What to work on —
Copy every line of the part of the items that opens with the line containing "wooden motorboat in the photograph above." and closes with the line containing "(1094, 297)", both ends included. Offset each coordinate in the answers by adding 88 to it, and leave all other lines unchanged.

-- start Material supplied --

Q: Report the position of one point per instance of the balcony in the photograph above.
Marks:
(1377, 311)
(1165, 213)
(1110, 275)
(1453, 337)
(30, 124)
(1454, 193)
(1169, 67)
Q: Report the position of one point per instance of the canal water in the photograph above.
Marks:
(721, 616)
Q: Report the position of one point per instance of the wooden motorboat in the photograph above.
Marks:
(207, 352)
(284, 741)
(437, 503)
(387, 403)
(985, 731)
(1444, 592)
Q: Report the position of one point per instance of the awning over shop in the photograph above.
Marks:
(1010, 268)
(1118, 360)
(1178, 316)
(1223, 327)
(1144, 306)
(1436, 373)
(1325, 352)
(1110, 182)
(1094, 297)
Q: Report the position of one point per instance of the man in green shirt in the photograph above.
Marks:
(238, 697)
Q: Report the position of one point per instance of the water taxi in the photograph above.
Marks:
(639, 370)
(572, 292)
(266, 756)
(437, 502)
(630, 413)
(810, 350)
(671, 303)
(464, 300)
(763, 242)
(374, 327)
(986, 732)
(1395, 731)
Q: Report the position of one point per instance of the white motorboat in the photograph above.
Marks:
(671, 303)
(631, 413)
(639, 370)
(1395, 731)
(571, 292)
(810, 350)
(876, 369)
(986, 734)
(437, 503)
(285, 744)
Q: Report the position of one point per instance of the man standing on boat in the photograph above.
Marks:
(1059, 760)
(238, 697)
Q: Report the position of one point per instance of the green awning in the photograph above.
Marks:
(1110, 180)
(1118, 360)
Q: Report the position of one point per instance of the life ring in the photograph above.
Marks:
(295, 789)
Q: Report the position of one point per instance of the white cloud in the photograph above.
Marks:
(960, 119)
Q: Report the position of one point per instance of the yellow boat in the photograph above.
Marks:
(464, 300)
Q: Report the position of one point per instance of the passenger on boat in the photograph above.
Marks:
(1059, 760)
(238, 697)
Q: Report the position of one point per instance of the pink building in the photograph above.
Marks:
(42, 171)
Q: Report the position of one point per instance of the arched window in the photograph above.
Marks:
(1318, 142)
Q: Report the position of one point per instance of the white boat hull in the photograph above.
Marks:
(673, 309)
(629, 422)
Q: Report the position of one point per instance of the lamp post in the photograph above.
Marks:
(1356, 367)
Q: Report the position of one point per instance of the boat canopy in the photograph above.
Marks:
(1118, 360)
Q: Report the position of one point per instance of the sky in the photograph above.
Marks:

-- end Material supplied --

Final result —
Q: Report the position of one point per instance of the wooden motorboat in the photograph above.
Marks:
(295, 440)
(372, 829)
(525, 591)
(475, 491)
(1073, 819)
(1532, 680)
Q: Report the position of one point per instance of the awning over shop in the photograph above.
Marks:
(1098, 356)
(1206, 448)
(1266, 404)
(1311, 415)
(1232, 394)
(1524, 461)
(1413, 440)
(1198, 270)
(1182, 385)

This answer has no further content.